++++ DATA IN THIS EXERCISE

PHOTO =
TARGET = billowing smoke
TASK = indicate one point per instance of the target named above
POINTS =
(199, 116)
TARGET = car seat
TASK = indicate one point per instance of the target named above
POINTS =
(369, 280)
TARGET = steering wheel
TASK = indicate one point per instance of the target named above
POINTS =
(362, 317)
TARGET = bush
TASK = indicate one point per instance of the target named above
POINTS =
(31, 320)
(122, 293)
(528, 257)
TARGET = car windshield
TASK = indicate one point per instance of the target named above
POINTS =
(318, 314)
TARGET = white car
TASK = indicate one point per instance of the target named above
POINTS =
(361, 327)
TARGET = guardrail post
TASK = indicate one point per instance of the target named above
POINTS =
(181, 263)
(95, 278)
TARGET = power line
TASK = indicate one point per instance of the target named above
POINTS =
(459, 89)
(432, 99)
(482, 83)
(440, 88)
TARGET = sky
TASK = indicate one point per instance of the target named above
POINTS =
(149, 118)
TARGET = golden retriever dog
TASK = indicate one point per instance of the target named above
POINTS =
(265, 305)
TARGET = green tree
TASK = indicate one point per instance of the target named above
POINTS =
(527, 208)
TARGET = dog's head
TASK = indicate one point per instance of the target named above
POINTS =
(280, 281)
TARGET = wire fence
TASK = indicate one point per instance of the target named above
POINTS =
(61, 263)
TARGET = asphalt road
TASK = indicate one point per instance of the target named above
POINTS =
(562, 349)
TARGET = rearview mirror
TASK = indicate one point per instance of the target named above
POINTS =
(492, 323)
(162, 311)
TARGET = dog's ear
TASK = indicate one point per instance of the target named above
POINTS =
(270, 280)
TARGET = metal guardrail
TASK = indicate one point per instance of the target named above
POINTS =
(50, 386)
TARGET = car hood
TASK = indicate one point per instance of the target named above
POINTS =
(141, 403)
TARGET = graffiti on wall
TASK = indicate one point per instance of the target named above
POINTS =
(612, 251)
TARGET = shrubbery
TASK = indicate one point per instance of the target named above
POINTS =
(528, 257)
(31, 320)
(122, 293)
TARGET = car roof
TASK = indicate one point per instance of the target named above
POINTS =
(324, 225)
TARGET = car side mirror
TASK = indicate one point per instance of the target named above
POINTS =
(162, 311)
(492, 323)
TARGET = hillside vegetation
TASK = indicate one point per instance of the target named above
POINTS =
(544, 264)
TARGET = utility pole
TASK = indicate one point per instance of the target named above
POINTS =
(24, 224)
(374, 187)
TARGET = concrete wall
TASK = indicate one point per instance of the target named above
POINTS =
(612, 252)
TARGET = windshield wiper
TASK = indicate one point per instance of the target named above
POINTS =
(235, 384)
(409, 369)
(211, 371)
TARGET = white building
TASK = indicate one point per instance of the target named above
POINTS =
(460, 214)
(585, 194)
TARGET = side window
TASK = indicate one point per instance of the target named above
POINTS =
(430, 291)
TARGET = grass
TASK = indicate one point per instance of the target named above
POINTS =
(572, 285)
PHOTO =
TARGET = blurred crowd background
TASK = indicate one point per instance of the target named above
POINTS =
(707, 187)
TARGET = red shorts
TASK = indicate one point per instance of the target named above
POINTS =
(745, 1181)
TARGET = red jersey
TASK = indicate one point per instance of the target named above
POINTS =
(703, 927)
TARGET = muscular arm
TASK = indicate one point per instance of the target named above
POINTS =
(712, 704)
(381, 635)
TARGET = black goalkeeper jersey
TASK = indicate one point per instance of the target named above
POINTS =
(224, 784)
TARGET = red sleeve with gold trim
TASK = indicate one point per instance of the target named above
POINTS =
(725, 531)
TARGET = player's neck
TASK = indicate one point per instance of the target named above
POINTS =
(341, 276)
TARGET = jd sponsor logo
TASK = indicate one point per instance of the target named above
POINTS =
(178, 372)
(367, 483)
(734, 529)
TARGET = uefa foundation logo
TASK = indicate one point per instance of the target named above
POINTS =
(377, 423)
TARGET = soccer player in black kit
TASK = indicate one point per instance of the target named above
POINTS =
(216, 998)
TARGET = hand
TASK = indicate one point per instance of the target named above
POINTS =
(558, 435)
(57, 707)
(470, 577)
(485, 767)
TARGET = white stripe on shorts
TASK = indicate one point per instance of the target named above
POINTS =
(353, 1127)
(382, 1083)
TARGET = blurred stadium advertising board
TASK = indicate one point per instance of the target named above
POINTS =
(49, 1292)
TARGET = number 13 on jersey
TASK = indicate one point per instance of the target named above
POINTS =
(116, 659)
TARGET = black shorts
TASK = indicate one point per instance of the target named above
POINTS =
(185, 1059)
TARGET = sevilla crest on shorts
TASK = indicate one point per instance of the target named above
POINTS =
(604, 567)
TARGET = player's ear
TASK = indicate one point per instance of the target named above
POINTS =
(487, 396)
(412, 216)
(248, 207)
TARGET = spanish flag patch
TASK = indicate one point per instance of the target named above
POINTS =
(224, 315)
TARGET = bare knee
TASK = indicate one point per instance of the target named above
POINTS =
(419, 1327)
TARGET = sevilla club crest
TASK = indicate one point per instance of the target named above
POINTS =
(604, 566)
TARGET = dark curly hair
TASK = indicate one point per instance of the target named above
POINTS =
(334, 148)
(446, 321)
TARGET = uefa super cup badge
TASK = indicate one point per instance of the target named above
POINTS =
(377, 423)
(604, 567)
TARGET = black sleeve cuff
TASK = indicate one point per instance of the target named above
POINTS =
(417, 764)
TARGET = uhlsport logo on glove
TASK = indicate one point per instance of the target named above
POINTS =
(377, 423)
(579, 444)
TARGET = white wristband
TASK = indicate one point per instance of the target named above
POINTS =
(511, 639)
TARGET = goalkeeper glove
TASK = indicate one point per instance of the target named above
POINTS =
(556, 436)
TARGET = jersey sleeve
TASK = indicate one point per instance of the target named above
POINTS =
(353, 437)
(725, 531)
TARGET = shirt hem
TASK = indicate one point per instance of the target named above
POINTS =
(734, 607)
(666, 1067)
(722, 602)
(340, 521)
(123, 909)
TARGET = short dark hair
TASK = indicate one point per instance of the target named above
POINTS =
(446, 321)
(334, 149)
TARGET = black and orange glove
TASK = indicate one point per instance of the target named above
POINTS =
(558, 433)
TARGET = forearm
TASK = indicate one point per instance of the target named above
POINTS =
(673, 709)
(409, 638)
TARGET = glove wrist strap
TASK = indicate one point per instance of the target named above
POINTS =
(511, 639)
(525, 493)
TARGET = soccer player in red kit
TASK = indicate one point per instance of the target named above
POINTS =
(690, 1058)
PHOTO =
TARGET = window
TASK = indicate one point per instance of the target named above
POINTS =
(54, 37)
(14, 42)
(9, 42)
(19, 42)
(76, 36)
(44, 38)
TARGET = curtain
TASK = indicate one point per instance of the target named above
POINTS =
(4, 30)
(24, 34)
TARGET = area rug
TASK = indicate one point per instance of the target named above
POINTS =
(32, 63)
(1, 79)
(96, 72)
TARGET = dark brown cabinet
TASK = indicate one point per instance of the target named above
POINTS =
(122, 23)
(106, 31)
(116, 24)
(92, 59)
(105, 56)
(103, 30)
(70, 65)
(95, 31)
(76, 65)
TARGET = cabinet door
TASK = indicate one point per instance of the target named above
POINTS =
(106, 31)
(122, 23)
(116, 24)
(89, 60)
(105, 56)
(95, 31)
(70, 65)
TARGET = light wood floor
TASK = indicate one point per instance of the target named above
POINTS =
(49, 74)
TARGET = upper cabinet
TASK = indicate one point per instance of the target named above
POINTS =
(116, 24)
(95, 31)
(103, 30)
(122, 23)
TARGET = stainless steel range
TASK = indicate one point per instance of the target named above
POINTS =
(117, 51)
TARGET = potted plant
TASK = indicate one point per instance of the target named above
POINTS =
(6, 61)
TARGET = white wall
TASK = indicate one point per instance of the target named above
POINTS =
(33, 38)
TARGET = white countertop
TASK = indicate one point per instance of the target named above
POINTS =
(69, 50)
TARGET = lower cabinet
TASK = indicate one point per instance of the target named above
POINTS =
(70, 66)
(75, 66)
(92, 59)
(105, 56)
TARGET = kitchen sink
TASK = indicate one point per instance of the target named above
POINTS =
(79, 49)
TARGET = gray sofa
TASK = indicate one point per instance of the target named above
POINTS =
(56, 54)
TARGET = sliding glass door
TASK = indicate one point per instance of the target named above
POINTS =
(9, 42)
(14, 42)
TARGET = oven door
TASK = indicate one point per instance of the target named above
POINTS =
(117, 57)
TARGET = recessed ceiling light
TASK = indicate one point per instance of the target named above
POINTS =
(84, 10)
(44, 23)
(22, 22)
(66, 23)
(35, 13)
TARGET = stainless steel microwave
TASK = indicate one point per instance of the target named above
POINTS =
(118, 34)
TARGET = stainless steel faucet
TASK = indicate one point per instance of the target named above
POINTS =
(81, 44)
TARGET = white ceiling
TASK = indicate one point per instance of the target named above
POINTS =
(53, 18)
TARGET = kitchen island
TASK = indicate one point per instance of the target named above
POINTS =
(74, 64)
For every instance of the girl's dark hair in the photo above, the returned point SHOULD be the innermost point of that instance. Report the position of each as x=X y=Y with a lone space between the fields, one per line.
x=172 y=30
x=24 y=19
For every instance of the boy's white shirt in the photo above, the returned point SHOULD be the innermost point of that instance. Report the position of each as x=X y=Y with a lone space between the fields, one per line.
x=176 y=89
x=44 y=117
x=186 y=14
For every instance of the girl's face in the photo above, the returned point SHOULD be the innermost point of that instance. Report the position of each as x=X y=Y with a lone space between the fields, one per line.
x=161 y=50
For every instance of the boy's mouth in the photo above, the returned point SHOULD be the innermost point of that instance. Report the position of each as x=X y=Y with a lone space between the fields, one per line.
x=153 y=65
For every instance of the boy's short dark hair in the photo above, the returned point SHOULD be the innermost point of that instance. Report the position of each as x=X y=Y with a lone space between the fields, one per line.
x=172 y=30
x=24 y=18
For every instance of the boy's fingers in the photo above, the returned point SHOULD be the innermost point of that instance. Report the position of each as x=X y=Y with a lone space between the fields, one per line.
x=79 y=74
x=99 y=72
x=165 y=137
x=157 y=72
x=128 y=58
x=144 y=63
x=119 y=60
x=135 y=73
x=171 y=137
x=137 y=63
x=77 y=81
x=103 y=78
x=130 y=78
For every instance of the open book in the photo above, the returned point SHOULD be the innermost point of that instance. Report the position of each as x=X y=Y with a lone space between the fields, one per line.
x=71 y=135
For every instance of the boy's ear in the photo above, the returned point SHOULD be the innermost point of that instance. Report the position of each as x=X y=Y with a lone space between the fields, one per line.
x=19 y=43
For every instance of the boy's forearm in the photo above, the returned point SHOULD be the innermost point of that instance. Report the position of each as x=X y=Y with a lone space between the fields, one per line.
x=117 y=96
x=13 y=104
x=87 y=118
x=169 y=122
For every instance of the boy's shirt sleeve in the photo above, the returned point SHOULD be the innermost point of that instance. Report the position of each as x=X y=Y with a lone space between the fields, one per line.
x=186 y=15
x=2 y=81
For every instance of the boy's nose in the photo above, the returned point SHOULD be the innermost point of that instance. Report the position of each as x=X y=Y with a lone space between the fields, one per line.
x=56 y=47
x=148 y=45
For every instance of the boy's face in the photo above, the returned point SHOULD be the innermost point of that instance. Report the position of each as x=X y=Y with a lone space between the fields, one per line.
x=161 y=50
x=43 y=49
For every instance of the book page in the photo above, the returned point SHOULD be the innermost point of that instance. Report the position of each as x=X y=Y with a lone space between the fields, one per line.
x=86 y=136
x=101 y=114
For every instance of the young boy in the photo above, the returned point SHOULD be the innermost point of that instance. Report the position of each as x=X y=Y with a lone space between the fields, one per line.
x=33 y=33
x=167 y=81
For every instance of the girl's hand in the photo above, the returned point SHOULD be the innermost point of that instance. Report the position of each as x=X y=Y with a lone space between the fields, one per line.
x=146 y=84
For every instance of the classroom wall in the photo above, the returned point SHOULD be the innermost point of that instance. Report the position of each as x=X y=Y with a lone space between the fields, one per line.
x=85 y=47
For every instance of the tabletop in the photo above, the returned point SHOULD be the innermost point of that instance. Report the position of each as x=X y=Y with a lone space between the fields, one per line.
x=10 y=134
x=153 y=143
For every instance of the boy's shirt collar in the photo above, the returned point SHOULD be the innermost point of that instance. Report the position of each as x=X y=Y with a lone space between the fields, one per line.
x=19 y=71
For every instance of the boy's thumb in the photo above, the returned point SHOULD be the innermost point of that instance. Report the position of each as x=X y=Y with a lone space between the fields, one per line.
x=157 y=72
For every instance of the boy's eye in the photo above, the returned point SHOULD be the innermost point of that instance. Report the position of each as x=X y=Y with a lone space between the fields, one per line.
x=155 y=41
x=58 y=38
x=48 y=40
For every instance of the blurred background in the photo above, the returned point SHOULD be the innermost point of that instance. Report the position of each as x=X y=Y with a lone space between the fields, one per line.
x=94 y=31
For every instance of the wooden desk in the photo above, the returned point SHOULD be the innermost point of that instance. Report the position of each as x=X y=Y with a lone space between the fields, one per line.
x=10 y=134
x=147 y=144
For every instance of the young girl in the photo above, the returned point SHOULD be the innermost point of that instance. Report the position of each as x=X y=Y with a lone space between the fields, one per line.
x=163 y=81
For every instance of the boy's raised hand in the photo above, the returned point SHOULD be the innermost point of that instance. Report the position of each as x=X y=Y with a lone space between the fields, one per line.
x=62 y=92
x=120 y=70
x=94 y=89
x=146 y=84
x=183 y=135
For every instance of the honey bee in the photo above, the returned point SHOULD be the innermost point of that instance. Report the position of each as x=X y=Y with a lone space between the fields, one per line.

++++++++

* GOAL OF THE EXERCISE
Could you find every line in the records above that contains the word "crest" and copy it?

* RESPONSE BOX
TARGET = sevilla crest on shorts
TARGET = sevilla club crest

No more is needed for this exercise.